Quote every line below exactly and skip any picture.

begin Data to use

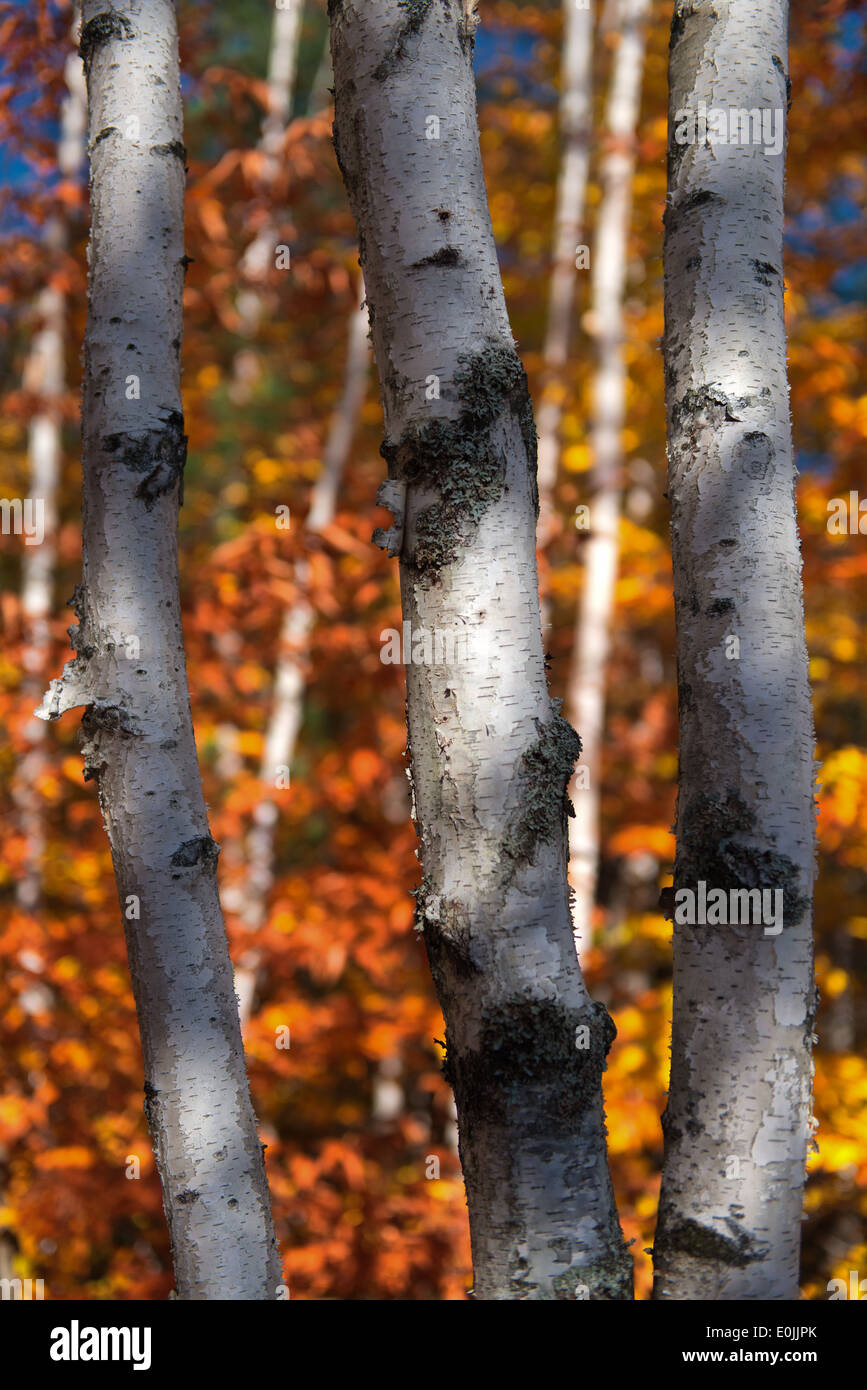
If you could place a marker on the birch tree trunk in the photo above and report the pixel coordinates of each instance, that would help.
(491, 755)
(575, 123)
(282, 57)
(129, 667)
(587, 683)
(45, 375)
(288, 708)
(744, 997)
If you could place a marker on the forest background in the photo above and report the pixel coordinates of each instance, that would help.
(356, 1115)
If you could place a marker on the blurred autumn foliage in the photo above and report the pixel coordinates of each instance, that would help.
(354, 1111)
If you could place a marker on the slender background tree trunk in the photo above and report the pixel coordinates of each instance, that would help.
(282, 59)
(744, 1000)
(491, 755)
(288, 708)
(575, 128)
(129, 666)
(45, 375)
(587, 681)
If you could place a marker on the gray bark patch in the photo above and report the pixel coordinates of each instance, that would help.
(528, 1061)
(174, 148)
(457, 458)
(193, 852)
(543, 774)
(607, 1280)
(755, 455)
(416, 15)
(157, 453)
(689, 1237)
(713, 845)
(445, 256)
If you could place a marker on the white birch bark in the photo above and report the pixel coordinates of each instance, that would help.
(744, 998)
(289, 684)
(575, 128)
(129, 669)
(588, 673)
(491, 754)
(45, 375)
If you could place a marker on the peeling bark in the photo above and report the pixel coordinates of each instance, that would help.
(738, 1112)
(138, 734)
(489, 754)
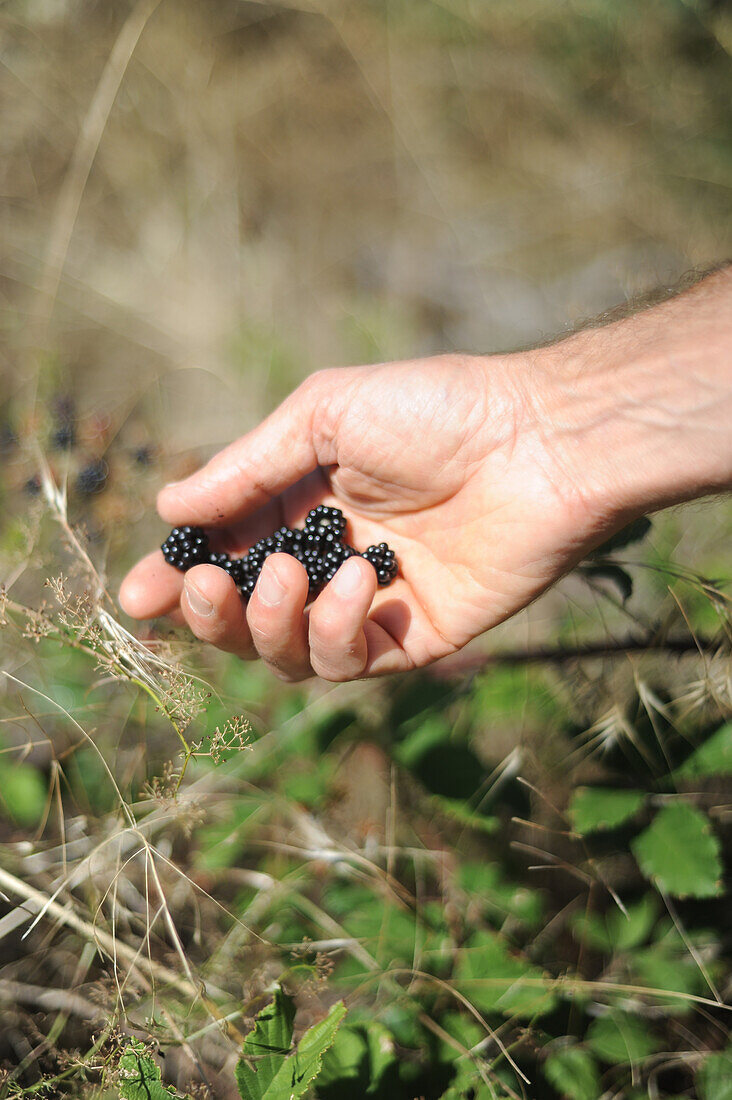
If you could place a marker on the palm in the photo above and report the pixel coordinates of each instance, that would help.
(438, 458)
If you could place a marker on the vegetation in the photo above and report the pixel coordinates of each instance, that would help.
(503, 877)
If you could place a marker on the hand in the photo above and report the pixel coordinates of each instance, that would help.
(489, 476)
(440, 458)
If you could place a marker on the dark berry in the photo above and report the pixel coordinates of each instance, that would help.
(235, 567)
(384, 562)
(324, 519)
(186, 547)
(93, 477)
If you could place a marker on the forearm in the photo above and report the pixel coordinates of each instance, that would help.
(641, 409)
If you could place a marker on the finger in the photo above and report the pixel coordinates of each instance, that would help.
(338, 644)
(276, 617)
(295, 439)
(215, 611)
(151, 589)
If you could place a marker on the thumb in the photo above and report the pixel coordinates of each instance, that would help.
(285, 447)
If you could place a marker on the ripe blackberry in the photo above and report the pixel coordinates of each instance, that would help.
(235, 567)
(324, 519)
(384, 562)
(186, 547)
(334, 559)
(93, 477)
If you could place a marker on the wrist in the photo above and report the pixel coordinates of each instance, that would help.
(640, 411)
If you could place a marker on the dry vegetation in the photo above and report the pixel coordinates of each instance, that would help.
(201, 202)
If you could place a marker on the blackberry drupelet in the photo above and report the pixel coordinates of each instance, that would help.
(324, 519)
(319, 547)
(384, 562)
(186, 547)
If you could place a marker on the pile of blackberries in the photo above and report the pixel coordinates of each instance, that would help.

end Data to use

__Solution for this problem__.
If you could place a marker on the birch tree trunk in the photo above and report the pixel coordinates of each instance, that would help.
(491, 755)
(575, 123)
(282, 57)
(129, 667)
(587, 683)
(45, 375)
(288, 708)
(744, 997)
If you could place a marker on the forest background in the photo above and report the pixel coordinates of each instance, that would help.
(356, 1115)
If you could place a marker on the blurred autumn foliage in the photo above and report the pixel coordinates of each instance, that would help.
(354, 1111)
If you could place a marker on the slender background tree trunk in the photo above and report the pixel coordinates of each instance, that would help.
(282, 59)
(744, 1000)
(491, 755)
(288, 708)
(575, 128)
(129, 666)
(45, 375)
(587, 681)
If you could place a marker on the gray bark patch in the photo above and report the pixel coordinates of each instance, that would help.
(528, 1061)
(174, 148)
(457, 458)
(193, 852)
(543, 774)
(607, 1280)
(755, 455)
(416, 15)
(157, 453)
(689, 1237)
(713, 845)
(445, 256)
If you could place a marker on the white birch bark in the photo above and report the pixel coordinates of each instance, that would help.
(744, 998)
(289, 684)
(575, 128)
(129, 669)
(588, 673)
(491, 754)
(45, 375)
If you could place a marker on the peeling bark in the photo above and report the pixel coordinates of each instance, that would help.
(738, 1112)
(138, 734)
(489, 754)
If you could place a marker on the palm in the photo above and report the pixel coordinates of each instance, that would help.
(438, 458)
If you could place a marker on the vegetation in the photo above and report the pixel coordinates of each instance, that would help.
(503, 877)
If you could place a marker on the hand in the photo above and report the pixel coordinates of each instance, that would help.
(489, 476)
(440, 458)
If you could place a marker on the dark berry in the photo above and report the pixel coordinates of each instance, that would help.
(235, 567)
(384, 562)
(324, 519)
(186, 547)
(93, 477)
If you could place a marker on the forearm in the photo above and report the pixel coordinates of each instance, that would help.
(641, 409)
If you could place a marker on the finger in the photo above and report the pixel coordinates of each instance, that would help.
(338, 644)
(276, 617)
(295, 439)
(215, 611)
(151, 589)
If you could place a marker on the thumb in the photo above and report the pixel coordinates of each instance, that would help.
(285, 447)
If you could place a marker on the ripe blackberry in the photo above and report the pixel coordinates of each instance, that would help.
(235, 567)
(324, 519)
(384, 562)
(186, 547)
(334, 559)
(93, 477)
If you could place a marker on the wrist in the photo above and report the pixel coordinates of each instance, that would help.
(640, 411)
If you could place a marker on the dry vegetation in the photo above and report the pixel coordinates of each instance, that would help.
(201, 202)
If you could place a marker on the blackberry drupelet in the photo above and report the pixel coordinates of each instance, that would help.
(324, 519)
(319, 547)
(384, 562)
(186, 547)
If you could place a marker on the pile of blackberries in the photo above and report the pixel coordinates of each instance, that would help.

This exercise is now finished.